[Point annotation dataset rows]
══════════════════════════════

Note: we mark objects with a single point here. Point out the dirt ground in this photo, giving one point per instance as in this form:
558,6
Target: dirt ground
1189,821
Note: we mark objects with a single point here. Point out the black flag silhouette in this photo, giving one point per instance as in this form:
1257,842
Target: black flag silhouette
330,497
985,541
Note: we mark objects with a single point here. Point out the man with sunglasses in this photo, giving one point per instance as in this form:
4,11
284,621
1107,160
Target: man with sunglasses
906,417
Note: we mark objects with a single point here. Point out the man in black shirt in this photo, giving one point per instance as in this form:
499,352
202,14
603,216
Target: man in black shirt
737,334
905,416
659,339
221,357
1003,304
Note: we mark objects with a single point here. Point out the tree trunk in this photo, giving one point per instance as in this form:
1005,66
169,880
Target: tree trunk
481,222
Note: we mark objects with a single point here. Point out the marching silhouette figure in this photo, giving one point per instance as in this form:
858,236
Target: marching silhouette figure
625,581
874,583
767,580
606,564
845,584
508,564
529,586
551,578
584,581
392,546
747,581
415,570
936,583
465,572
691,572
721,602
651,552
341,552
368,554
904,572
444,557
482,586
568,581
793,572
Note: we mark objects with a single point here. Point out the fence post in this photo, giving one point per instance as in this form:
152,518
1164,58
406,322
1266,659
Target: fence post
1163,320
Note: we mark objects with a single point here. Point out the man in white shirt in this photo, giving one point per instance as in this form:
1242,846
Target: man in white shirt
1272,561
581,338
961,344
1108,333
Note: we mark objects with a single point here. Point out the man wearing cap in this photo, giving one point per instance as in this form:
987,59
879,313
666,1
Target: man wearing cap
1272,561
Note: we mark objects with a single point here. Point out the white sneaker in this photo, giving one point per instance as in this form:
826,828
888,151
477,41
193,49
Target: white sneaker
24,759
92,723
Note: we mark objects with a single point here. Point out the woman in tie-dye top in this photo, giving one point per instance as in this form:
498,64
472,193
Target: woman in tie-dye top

══════════════════════════════

> **REQUIREMENT**
Copy every row above, word for word, keeping the original line order.

> **FINISHED EXERCISE**
Note: we mark objects with a single point here. Point out the dirt ground in this photo, giving one point per instance as in this form:
558,6
Target: dirt ground
1189,821
Note: we mark objects with a single point here. Point out the black flag silhouette in this photo, giving one point per instance as in this form:
1257,842
Target: black flag silhouette
330,497
985,541
Note: we mark objects with a single point here. Point out the man with sunglasses in this photo, giving one point per instance as in this form:
4,11
284,621
1107,160
Target: man with sunglasses
906,417
Note: we mark objects with a single point here. Point out the man in black shirt in this photo, giving one point per instance as in this form:
499,352
202,14
603,216
Target: man in black shirt
737,334
905,416
659,339
221,357
1003,304
Note: we mark objects with a single point here. Point out the tree trunk in this photo, giving one point per instance as in this form:
1005,66
169,880
Target: tree trunk
481,222
Note: we mark objects with a single point here. Point out the marching silhouette figure in this photo, giving one point per instance as in this form:
858,236
Target: marching silhouette figure
625,581
874,583
767,580
606,564
845,584
508,564
529,586
551,578
584,581
392,546
747,581
415,570
936,583
465,572
691,572
721,602
651,552
341,552
368,554
904,572
444,557
482,586
568,581
793,572
Note: we mark objects with a single point here. Point out the fence post in this photo, giving one point per instance as in this form:
152,518
1164,58
406,322
1266,659
Target: fence post
1163,320
Note: we mark objects with a single point here. Point out the man in white shirt in this photo, giving one point per instance as in this form:
1242,846
Target: man in white shirt
1272,561
581,338
961,344
1108,333
Note: we mark objects with a single point here. Point out the man wearing cap in this photo, giving one point per instance as in this form:
987,59
879,313
666,1
Target: man wearing cap
1272,561
Note: we mark objects with a single point here. Point out the white sneaker in this photo, giving one point per instance as in this form:
826,828
888,151
477,41
193,49
Target: white sneaker
24,759
92,723
Note: we mark objects with a single point here. Point out the woman in tie-dye top in this photo, giving one point per instance as in this form:
498,64
472,193
Target: woman in tie-dye top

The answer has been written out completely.